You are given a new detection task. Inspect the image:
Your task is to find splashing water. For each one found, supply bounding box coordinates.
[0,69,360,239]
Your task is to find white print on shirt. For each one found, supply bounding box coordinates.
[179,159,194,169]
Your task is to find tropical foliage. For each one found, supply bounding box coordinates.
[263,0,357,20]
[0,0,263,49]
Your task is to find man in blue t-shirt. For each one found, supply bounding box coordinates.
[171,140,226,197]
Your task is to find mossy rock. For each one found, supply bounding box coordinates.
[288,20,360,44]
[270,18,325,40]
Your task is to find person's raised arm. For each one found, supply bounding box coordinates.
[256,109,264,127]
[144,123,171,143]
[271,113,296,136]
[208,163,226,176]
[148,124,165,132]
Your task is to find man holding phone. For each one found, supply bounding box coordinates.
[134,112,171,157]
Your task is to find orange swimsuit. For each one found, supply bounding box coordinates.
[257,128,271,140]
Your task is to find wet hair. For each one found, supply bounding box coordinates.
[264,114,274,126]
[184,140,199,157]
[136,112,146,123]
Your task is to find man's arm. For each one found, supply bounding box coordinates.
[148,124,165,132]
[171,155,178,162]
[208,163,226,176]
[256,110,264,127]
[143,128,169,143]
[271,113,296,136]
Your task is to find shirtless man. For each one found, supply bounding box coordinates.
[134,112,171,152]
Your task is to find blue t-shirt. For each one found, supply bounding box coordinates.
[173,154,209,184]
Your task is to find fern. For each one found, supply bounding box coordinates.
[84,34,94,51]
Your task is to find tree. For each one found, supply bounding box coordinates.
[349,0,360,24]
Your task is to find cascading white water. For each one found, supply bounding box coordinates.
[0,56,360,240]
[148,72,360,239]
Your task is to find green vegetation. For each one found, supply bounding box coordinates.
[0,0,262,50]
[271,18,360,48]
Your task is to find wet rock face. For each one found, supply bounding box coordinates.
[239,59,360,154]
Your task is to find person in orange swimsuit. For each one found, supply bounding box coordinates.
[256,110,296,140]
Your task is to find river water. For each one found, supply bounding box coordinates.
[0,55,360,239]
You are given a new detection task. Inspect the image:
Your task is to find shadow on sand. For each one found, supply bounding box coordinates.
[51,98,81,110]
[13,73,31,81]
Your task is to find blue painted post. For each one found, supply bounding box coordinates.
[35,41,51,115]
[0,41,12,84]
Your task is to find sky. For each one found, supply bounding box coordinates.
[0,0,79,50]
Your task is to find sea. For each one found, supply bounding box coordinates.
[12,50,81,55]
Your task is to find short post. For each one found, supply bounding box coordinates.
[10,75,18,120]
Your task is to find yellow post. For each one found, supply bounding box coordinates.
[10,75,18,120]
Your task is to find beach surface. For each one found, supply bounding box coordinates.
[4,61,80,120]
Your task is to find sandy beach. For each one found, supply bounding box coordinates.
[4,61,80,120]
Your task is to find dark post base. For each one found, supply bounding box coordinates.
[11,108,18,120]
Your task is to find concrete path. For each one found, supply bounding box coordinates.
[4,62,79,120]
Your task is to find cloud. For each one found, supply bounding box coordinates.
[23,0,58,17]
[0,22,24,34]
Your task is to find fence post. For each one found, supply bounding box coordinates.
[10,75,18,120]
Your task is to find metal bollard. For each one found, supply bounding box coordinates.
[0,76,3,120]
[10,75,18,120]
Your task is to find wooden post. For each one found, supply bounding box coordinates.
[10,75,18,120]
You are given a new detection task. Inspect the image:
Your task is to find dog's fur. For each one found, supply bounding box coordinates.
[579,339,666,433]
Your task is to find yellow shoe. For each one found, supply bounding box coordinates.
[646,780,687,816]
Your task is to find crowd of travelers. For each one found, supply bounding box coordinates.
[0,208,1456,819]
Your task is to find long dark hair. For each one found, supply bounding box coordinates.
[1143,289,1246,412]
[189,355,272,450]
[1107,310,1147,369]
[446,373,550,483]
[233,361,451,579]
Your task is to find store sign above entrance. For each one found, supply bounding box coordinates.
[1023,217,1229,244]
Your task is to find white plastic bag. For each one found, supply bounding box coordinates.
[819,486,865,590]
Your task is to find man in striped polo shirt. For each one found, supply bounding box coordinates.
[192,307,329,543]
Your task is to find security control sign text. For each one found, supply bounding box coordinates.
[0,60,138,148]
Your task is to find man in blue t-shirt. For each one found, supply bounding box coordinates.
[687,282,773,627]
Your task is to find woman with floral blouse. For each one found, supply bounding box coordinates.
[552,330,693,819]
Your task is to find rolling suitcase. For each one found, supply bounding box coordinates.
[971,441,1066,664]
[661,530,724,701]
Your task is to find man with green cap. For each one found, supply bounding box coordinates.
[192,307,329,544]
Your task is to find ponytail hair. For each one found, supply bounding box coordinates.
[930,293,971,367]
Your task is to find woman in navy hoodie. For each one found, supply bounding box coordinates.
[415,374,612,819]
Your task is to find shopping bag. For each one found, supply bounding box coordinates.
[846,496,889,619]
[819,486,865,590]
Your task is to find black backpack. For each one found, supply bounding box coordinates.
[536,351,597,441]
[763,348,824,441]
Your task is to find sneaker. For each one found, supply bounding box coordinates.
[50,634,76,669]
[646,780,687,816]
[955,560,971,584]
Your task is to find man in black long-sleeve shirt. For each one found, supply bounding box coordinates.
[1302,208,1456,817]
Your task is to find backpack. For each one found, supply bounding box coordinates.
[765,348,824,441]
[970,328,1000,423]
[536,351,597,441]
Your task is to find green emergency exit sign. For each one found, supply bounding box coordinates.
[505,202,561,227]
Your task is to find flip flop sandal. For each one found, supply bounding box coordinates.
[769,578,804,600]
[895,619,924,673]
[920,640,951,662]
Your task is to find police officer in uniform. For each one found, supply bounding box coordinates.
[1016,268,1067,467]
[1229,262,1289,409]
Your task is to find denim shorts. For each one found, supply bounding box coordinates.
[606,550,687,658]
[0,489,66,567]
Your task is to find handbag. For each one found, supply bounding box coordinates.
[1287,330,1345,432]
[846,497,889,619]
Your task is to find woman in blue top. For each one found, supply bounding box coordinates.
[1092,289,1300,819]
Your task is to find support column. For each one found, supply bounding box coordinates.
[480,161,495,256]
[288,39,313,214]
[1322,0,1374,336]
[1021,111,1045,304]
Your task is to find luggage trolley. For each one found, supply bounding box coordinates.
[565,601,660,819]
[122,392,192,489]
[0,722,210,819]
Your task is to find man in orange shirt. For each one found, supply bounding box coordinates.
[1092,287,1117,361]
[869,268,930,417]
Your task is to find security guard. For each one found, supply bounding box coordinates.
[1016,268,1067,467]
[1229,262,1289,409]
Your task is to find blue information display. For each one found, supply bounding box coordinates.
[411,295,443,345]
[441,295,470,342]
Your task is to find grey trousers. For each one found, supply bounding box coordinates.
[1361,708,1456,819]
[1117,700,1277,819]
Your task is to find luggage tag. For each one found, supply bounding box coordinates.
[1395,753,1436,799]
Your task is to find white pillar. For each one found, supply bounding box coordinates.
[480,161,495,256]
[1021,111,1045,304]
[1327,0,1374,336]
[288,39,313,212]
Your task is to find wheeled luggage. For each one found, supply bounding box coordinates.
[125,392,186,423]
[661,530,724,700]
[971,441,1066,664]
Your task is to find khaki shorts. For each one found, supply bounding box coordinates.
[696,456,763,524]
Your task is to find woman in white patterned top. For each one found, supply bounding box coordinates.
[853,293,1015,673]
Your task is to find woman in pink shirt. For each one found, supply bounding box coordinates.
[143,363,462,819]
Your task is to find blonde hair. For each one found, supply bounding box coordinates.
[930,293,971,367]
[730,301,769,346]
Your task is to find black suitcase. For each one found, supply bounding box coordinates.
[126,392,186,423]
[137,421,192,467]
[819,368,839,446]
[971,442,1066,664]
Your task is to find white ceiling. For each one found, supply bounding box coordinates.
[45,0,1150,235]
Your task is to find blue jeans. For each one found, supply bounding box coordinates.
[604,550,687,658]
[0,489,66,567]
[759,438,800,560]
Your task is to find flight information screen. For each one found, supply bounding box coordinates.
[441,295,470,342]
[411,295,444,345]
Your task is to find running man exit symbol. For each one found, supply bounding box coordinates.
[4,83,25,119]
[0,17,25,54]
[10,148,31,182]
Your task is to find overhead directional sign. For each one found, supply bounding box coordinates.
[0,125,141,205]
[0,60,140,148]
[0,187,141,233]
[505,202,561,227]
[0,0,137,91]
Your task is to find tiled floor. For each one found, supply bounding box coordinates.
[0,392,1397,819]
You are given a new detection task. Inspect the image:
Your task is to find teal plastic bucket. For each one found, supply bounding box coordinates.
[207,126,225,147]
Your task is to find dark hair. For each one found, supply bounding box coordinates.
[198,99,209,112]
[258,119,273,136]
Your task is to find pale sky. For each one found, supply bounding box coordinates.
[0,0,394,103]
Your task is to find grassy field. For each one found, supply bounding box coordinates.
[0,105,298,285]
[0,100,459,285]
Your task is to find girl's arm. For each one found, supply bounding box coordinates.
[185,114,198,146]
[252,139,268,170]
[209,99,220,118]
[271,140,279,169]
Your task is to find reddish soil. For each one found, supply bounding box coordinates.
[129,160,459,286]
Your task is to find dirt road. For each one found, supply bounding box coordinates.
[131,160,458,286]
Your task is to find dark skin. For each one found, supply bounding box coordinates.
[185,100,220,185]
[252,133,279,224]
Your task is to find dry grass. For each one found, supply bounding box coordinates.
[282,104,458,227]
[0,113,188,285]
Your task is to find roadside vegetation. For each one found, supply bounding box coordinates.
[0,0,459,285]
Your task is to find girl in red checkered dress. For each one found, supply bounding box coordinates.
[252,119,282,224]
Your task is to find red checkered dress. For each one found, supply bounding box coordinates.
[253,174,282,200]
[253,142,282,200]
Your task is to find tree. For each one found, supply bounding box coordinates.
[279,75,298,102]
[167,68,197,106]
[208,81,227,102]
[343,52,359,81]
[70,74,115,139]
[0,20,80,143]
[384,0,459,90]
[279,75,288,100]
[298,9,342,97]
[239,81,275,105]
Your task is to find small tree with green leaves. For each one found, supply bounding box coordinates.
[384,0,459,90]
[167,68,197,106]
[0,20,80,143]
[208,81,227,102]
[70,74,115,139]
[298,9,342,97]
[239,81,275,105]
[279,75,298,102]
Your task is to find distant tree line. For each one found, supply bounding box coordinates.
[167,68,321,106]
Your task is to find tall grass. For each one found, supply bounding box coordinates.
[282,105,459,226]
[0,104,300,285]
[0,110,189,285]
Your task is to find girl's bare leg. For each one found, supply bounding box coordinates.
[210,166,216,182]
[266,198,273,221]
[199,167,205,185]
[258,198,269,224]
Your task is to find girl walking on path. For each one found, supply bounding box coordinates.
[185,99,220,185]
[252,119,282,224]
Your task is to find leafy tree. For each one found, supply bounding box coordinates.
┄┄┄┄┄┄┄┄┄┄┄┄┄┄┄┄┄┄┄┄
Task: Repeat only what runs from the line holding "Your task is to find distant" to the end of the data, keeping every line exactly as written, first and last included.

Task output:
Your task is to find distant tree line. For each one found, supply bounding box coordinates.
[167,68,321,106]
Your task is to find tall grass. For each one found, supply bounding box coordinates.
[282,105,459,226]
[0,104,300,285]
[0,110,189,285]
Your task is to find girl's bare leg. For each one found, supply bounding box coordinates.
[210,166,216,182]
[266,198,273,221]
[199,167,205,185]
[258,198,269,224]
Your task is to find girl walking on path. For each one found, supply bounding box coordinates.
[185,99,220,185]
[252,119,282,224]
Your task is to find leafy tree. For each one found, supply bounding box coordinates.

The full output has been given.